[Records contained in a dataset]
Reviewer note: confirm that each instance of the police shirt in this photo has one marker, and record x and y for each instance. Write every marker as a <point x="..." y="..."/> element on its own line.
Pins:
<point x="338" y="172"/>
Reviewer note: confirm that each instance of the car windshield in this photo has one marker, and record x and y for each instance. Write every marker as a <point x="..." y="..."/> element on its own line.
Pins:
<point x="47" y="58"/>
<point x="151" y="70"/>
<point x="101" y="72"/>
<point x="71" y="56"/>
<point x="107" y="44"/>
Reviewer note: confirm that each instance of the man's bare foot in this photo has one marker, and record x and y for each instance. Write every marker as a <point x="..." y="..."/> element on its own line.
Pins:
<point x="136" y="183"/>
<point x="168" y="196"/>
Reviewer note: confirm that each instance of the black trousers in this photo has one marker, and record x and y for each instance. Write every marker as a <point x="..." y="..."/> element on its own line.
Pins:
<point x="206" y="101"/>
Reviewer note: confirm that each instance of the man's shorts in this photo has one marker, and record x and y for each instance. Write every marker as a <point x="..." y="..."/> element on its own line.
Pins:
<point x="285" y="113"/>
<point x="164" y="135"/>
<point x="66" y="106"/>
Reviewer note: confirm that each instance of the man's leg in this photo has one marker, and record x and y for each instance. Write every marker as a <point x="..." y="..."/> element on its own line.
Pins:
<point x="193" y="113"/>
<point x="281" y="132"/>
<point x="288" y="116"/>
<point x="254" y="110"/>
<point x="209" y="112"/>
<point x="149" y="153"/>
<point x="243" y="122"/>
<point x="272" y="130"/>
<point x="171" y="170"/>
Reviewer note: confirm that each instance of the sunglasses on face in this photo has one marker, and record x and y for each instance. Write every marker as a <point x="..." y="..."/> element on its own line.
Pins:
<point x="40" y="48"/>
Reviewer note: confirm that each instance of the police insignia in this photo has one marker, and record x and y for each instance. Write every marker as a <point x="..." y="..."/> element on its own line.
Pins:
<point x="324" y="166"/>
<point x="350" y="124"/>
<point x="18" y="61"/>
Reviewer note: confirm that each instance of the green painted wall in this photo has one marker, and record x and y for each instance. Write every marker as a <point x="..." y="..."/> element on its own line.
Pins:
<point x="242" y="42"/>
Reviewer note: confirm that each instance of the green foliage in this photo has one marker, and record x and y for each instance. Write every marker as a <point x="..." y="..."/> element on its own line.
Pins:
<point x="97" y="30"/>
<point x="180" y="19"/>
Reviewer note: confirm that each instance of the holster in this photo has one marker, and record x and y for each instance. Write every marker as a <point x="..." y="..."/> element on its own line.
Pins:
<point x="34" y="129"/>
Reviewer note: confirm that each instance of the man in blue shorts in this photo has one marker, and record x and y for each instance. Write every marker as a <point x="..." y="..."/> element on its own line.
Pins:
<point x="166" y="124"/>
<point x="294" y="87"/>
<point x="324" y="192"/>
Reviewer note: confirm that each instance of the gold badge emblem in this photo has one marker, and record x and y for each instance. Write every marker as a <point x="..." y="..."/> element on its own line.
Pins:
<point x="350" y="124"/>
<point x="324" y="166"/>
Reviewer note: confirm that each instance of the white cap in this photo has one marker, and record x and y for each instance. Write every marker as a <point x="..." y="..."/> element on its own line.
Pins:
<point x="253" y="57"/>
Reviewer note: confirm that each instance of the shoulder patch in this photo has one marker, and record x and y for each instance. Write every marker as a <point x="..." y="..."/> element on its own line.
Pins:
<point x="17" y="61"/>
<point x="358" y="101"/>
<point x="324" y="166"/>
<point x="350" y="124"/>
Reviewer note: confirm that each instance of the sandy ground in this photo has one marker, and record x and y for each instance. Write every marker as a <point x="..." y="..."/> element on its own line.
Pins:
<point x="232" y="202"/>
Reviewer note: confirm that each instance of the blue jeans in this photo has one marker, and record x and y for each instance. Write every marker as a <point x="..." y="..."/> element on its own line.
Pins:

**Exercise task**
Copy the material above back out, exactly as written.

**Completed exercise**
Reviewer note: confirm that each instance of the police shirt in this photo has one marker, and record x and y for each instance. Write every marker as a <point x="..." y="..."/> element on its own line.
Pins:
<point x="338" y="172"/>
Reviewer note: confirm that each instance of the car windshield in this photo has one marker, and record x and y for each instance. Write every marker as a <point x="..." y="..."/> element on its own line.
Pins:
<point x="47" y="58"/>
<point x="151" y="70"/>
<point x="101" y="72"/>
<point x="71" y="56"/>
<point x="107" y="44"/>
Reviewer note: confirm that each instance of the man's bare foot in this photo has one marker, and record x and y for each instance. Write every marker as a <point x="..." y="..."/> element on its own line.
Pins:
<point x="136" y="183"/>
<point x="168" y="196"/>
Reviewer note: confirm that each instance of the black trousers in this photo has one marker, and record x and y for each instance. Write every marker as a <point x="..." y="..."/> element on its own line.
Pins:
<point x="206" y="101"/>
Reviewer note: confirm that each instance of the man's shorts in this photo has one marker, and record x and y for each instance. Write every marker as a <point x="..." y="..."/> element on its own line.
Pins:
<point x="285" y="113"/>
<point x="164" y="135"/>
<point x="66" y="106"/>
Reviewer note: confirm that each instance of the man's leg in this photo has one marker, and record x and y for each instance. Write every marker as a <point x="..." y="..."/> element on its own line.
Pins:
<point x="193" y="113"/>
<point x="281" y="132"/>
<point x="288" y="116"/>
<point x="254" y="110"/>
<point x="209" y="112"/>
<point x="149" y="153"/>
<point x="243" y="122"/>
<point x="272" y="130"/>
<point x="171" y="170"/>
Reviewer note: confirm that each instance of the sunglasses on face in this photo has one marker, and record x and y for each instance. Write every marker as a <point x="..." y="..."/> element on its own line.
Pins:
<point x="40" y="48"/>
Reviewer note: confirm that each instance of the police insignia in this photo has one marker, and record x and y for each instance. Write every marker as a <point x="..." y="..."/> element on its own line.
Pins:
<point x="324" y="166"/>
<point x="350" y="124"/>
<point x="18" y="61"/>
Reviewer note: confirm that each instance of the green painted wall in this photo has one marker, and record x and y for each instance. Write every marker as a <point x="..." y="..."/> element on its own line.
Pins:
<point x="242" y="42"/>
Reviewer note: confirm that each instance of the green foliage in this photo has one marker, and record x and y for each instance. Write every marker as a <point x="..." y="..."/> element on its own line.
Pins:
<point x="97" y="30"/>
<point x="180" y="19"/>
Reviewer note: confirm that each instance of the holster in this photo has one marker, and record x and y for each instance. Write every marker as a <point x="..." y="..."/> element on its own line.
Pins:
<point x="34" y="129"/>
Reviewer note: confirm that each instance of the man in blue shorts in this photo has one marker, and record x and y for each instance. Write every marker as a <point x="..." y="..."/> element on its own line.
Pins:
<point x="166" y="124"/>
<point x="294" y="87"/>
<point x="324" y="192"/>
Reviewer note: confirm that each instance of the gold badge emblem in this photo has one marker, and record x and y for each instance. Write every marker as a <point x="..." y="..."/> element on its own line.
Pins:
<point x="350" y="124"/>
<point x="324" y="166"/>
Reviewer note: confirm that each instance of the white cap in this photo has one marker, and record x and y for each instance. Write every marker as a <point x="..." y="..."/> element on its own line.
Pins:
<point x="253" y="57"/>
Reviewer note: confirm that each instance of the shoulder patch in this photo has one marker, and record x and y for each instance. Write every marker as a <point x="..." y="..."/> element on its own line.
Pins:
<point x="17" y="61"/>
<point x="358" y="101"/>
<point x="324" y="166"/>
<point x="350" y="124"/>
Reviewer note: confirm that each instance of the sandy ground in this photo has one marker, and record x and y for each instance. Write every marker as a <point x="..." y="..."/> element on its own line.
Pins:
<point x="232" y="202"/>
Reviewer note: confirm that each instance of the blue jeans in this photo has one marker, and record x and y for each instance. Write every marker as a <point x="..." y="..."/> element on its own line.
Pins:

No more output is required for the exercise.